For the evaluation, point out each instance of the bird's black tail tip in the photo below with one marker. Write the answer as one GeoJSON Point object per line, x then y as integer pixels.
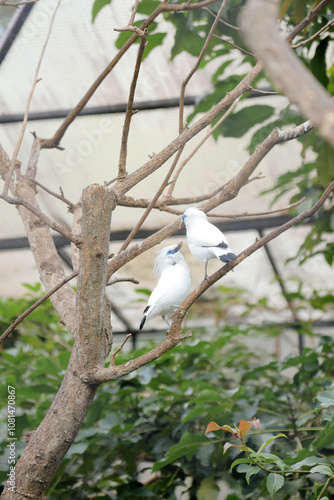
{"type": "Point", "coordinates": [227, 257]}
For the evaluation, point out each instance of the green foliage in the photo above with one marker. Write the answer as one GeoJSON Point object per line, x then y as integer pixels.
{"type": "Point", "coordinates": [155, 418]}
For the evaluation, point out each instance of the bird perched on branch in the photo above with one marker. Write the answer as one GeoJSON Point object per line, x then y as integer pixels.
{"type": "Point", "coordinates": [205, 240]}
{"type": "Point", "coordinates": [173, 285]}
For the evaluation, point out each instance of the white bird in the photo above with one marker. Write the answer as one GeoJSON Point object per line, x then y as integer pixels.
{"type": "Point", "coordinates": [205, 240]}
{"type": "Point", "coordinates": [173, 285]}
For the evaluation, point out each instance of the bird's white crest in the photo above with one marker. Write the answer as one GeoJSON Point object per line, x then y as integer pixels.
{"type": "Point", "coordinates": [205, 240]}
{"type": "Point", "coordinates": [167, 256]}
{"type": "Point", "coordinates": [173, 285]}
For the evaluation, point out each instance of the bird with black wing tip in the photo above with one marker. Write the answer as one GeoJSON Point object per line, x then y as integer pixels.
{"type": "Point", "coordinates": [173, 285]}
{"type": "Point", "coordinates": [205, 240]}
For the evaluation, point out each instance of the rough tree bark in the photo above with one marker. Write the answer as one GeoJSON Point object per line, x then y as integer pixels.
{"type": "Point", "coordinates": [48, 444]}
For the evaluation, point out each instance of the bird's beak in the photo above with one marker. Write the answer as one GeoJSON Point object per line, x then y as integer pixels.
{"type": "Point", "coordinates": [176, 249]}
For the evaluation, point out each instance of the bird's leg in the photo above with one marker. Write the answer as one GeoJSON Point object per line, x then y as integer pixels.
{"type": "Point", "coordinates": [165, 320]}
{"type": "Point", "coordinates": [206, 276]}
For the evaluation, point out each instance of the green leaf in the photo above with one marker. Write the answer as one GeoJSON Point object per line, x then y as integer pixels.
{"type": "Point", "coordinates": [309, 462]}
{"type": "Point", "coordinates": [240, 461]}
{"type": "Point", "coordinates": [187, 446]}
{"type": "Point", "coordinates": [98, 4]}
{"type": "Point", "coordinates": [251, 471]}
{"type": "Point", "coordinates": [274, 483]}
{"type": "Point", "coordinates": [237, 124]}
{"type": "Point", "coordinates": [326, 399]}
{"type": "Point", "coordinates": [263, 445]}
{"type": "Point", "coordinates": [318, 63]}
{"type": "Point", "coordinates": [208, 489]}
{"type": "Point", "coordinates": [322, 469]}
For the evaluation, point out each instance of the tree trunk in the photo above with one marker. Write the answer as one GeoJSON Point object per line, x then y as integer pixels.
{"type": "Point", "coordinates": [48, 444]}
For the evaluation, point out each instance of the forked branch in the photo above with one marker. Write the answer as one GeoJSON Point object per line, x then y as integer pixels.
{"type": "Point", "coordinates": [174, 336]}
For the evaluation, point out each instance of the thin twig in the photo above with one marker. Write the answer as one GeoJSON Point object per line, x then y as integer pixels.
{"type": "Point", "coordinates": [52, 224]}
{"type": "Point", "coordinates": [313, 36]}
{"type": "Point", "coordinates": [26, 112]}
{"type": "Point", "coordinates": [207, 135]}
{"type": "Point", "coordinates": [199, 59]}
{"type": "Point", "coordinates": [225, 40]}
{"type": "Point", "coordinates": [221, 20]}
{"type": "Point", "coordinates": [265, 92]}
{"type": "Point", "coordinates": [244, 214]}
{"type": "Point", "coordinates": [129, 111]}
{"type": "Point", "coordinates": [260, 214]}
{"type": "Point", "coordinates": [152, 203]}
{"type": "Point", "coordinates": [58, 196]}
{"type": "Point", "coordinates": [35, 305]}
{"type": "Point", "coordinates": [120, 280]}
{"type": "Point", "coordinates": [174, 337]}
{"type": "Point", "coordinates": [112, 361]}
{"type": "Point", "coordinates": [133, 14]}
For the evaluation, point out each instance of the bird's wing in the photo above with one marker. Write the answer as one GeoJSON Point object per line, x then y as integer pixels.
{"type": "Point", "coordinates": [205, 234]}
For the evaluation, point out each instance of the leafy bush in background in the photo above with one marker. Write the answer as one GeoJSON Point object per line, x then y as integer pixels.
{"type": "Point", "coordinates": [156, 419]}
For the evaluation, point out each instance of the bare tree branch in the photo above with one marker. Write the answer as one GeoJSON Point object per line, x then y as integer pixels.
{"type": "Point", "coordinates": [276, 137]}
{"type": "Point", "coordinates": [224, 193]}
{"type": "Point", "coordinates": [174, 336]}
{"type": "Point", "coordinates": [129, 111]}
{"type": "Point", "coordinates": [225, 40]}
{"type": "Point", "coordinates": [26, 113]}
{"type": "Point", "coordinates": [284, 67]}
{"type": "Point", "coordinates": [60, 196]}
{"type": "Point", "coordinates": [163, 7]}
{"type": "Point", "coordinates": [199, 145]}
{"type": "Point", "coordinates": [42, 245]}
{"type": "Point", "coordinates": [196, 65]}
{"type": "Point", "coordinates": [36, 211]}
{"type": "Point", "coordinates": [151, 203]}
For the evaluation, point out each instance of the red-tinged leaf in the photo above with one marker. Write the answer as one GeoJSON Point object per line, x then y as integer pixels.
{"type": "Point", "coordinates": [212, 426]}
{"type": "Point", "coordinates": [256, 423]}
{"type": "Point", "coordinates": [244, 427]}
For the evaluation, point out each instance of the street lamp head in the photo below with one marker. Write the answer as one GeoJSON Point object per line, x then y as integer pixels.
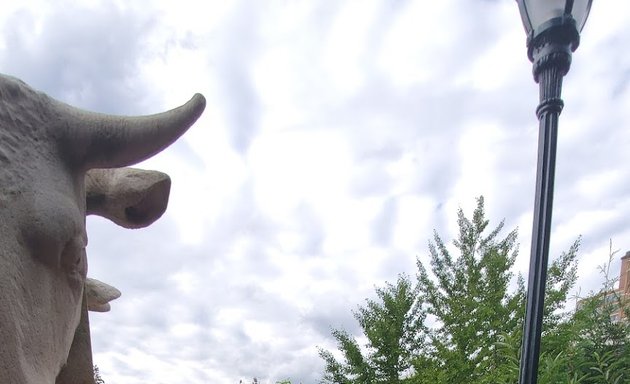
{"type": "Point", "coordinates": [560, 21]}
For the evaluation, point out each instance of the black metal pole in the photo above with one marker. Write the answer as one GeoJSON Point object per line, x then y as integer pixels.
{"type": "Point", "coordinates": [551, 55]}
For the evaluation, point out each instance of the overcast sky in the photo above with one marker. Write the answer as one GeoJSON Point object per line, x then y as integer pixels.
{"type": "Point", "coordinates": [337, 136]}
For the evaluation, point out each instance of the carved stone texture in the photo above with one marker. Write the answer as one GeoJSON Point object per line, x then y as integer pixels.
{"type": "Point", "coordinates": [46, 148]}
{"type": "Point", "coordinates": [99, 294]}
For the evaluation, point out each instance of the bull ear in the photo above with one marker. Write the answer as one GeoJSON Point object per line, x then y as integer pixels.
{"type": "Point", "coordinates": [99, 294]}
{"type": "Point", "coordinates": [95, 140]}
{"type": "Point", "coordinates": [131, 198]}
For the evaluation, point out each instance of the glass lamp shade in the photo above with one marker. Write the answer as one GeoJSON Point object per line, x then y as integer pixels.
{"type": "Point", "coordinates": [537, 13]}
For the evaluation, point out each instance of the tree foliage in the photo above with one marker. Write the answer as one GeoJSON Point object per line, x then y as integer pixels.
{"type": "Point", "coordinates": [388, 323]}
{"type": "Point", "coordinates": [461, 321]}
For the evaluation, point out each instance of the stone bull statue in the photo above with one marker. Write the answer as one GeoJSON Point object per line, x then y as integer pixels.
{"type": "Point", "coordinates": [46, 149]}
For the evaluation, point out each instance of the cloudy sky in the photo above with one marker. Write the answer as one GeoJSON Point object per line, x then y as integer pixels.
{"type": "Point", "coordinates": [337, 136]}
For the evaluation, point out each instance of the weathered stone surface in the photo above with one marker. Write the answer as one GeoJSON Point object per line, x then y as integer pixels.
{"type": "Point", "coordinates": [99, 294]}
{"type": "Point", "coordinates": [131, 198]}
{"type": "Point", "coordinates": [79, 366]}
{"type": "Point", "coordinates": [46, 148]}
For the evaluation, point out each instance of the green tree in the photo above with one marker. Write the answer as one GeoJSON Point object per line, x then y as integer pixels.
{"type": "Point", "coordinates": [474, 309]}
{"type": "Point", "coordinates": [469, 299]}
{"type": "Point", "coordinates": [389, 324]}
{"type": "Point", "coordinates": [465, 317]}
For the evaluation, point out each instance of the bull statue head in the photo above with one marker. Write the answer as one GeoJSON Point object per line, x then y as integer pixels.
{"type": "Point", "coordinates": [46, 149]}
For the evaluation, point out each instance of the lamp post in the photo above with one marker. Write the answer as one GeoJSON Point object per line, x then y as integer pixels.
{"type": "Point", "coordinates": [553, 33]}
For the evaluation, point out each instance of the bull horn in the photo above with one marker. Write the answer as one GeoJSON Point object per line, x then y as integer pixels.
{"type": "Point", "coordinates": [132, 198]}
{"type": "Point", "coordinates": [97, 140]}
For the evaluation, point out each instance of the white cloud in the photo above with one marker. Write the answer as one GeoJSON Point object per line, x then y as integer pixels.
{"type": "Point", "coordinates": [336, 137]}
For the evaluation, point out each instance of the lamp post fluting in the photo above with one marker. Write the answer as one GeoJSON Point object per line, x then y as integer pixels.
{"type": "Point", "coordinates": [553, 33]}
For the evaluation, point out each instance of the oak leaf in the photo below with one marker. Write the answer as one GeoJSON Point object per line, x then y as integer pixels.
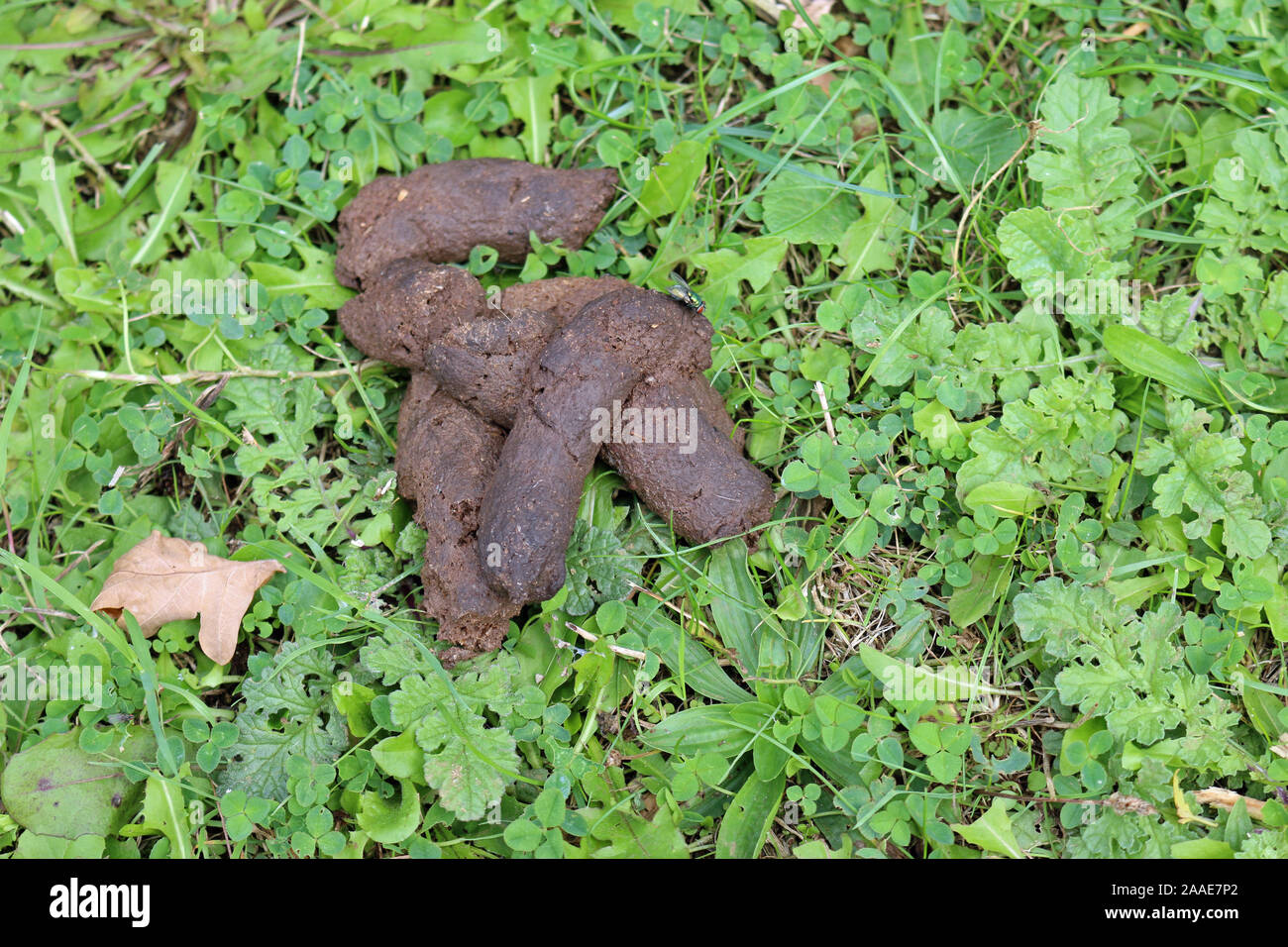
{"type": "Point", "coordinates": [165, 579]}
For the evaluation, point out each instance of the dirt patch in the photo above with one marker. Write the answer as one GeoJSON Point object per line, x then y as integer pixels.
{"type": "Point", "coordinates": [568, 367]}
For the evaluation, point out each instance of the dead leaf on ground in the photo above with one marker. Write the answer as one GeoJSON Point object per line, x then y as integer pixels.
{"type": "Point", "coordinates": [165, 579]}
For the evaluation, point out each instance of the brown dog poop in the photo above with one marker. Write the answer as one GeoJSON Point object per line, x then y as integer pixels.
{"type": "Point", "coordinates": [511, 399]}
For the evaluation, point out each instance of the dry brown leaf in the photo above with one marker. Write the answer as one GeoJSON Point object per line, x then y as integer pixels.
{"type": "Point", "coordinates": [165, 579]}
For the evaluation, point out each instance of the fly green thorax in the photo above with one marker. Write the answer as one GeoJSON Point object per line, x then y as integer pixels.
{"type": "Point", "coordinates": [682, 291]}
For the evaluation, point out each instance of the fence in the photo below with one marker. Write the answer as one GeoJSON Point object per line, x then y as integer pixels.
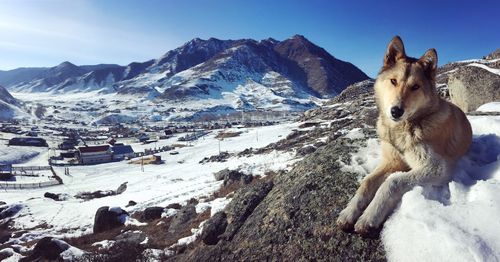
┄┄┄┄┄┄┄┄┄┄┄┄┄┄┄┄┄┄┄┄
_Task to carry out:_
Which lines in the records above contain the word "bull"? Find them and copy each one out in full.

_Completed task:_
For the evaluation, point out each instance of the bull ear in the photo above with one marker. Write the answer as one GeoJSON Point object per line, x then y as integer pixels.
For the evaluation, point out each instance of the stone bull statue in the photo above with one marker. Write the answer as one GeoJSON Point object per line, x then y as integer pixels.
For the evaluation, point out each instance of the bull statue head in the photo above with one marker. Write the answer as one GeoJSON Point object per line, x then y as integer pixels.
For the evaluation, point out each instance of the bull horn in the photo above with one marker. Write the answer as one GeoJSON Point object per line, x then y as integer pixels.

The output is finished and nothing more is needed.